In the listing beneath this line, copy exactly the lines starting with the one containing "Would you mind tagging the elevated" and going on through the one containing "Would you mind tagging the high-rise".

(Beginning of Records supplied)

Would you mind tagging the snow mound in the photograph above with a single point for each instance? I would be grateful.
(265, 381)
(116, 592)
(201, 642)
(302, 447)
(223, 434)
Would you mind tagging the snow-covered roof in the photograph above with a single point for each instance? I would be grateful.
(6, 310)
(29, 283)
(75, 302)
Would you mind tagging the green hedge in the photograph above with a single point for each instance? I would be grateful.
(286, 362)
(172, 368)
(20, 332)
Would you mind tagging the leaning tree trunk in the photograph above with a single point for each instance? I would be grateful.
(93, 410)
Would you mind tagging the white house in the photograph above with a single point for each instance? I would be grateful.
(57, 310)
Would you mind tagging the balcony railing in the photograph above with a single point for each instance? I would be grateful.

(End of Records supplied)
(Beginning of Records supplied)

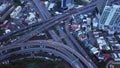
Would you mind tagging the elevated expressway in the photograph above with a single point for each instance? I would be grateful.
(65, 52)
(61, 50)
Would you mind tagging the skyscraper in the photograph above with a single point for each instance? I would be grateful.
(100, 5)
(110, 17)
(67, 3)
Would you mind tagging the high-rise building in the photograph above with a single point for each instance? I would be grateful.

(End of Records supplied)

Result:
Would you mind tagging the elevated expressway in the photograph above with a single point for each instance? I would be grateful.
(65, 52)
(61, 50)
Would you mind tagging the skyscraper in the photograph above with a single point for each instance? I would be grateful.
(100, 5)
(110, 17)
(67, 3)
Would you mind tagging the high-rise building in the photograph above with a single point for each instance? I would be grateful.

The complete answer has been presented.